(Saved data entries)
━━━━━━━━━━

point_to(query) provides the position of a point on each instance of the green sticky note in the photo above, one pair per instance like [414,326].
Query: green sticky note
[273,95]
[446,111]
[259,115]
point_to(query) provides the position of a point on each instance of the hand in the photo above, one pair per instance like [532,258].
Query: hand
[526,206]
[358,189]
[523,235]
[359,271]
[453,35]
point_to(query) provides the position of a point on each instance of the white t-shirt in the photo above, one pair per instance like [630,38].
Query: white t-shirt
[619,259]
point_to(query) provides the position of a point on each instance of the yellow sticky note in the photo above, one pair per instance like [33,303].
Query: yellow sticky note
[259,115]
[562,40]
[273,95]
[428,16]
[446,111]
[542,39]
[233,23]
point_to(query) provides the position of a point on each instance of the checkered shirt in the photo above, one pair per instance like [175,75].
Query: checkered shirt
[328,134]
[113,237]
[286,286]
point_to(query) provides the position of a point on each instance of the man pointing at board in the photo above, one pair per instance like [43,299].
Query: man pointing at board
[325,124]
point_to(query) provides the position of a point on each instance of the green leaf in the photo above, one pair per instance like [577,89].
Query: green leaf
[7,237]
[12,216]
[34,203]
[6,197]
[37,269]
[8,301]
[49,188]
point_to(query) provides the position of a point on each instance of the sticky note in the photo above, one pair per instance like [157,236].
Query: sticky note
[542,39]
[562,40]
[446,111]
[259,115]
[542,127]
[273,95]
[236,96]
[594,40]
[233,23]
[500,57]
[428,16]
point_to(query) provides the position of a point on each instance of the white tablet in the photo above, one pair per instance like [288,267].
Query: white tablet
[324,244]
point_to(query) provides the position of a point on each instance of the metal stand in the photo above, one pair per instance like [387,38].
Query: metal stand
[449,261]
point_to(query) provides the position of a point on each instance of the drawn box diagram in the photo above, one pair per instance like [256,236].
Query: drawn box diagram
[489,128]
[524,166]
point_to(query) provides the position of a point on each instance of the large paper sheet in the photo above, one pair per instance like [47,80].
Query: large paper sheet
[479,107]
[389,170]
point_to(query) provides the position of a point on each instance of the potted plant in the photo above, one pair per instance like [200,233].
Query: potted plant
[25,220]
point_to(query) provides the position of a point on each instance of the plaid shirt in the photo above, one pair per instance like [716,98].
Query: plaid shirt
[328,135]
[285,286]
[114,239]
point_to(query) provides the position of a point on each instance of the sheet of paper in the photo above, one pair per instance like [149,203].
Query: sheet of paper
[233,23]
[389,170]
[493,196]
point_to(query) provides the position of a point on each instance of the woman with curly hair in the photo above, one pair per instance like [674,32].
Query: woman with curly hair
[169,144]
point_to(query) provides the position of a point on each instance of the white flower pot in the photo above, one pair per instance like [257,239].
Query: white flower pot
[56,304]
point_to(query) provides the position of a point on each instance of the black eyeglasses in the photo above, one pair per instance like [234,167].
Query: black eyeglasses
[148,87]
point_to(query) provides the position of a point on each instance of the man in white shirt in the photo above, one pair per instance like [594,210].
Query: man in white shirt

━━━━━━━━━━

**Task goal:** Emit only the final stretch of the records: the line containing "Query: black eyeglasses" through the end, each line exactly as it stands.

**Exercise response:**
Query: black eyeglasses
[148,87]
point_to(query) provides the position of a point on each instance of the man in white shirt in the photo above, one pair per instance like [594,210].
Query: man in white shirt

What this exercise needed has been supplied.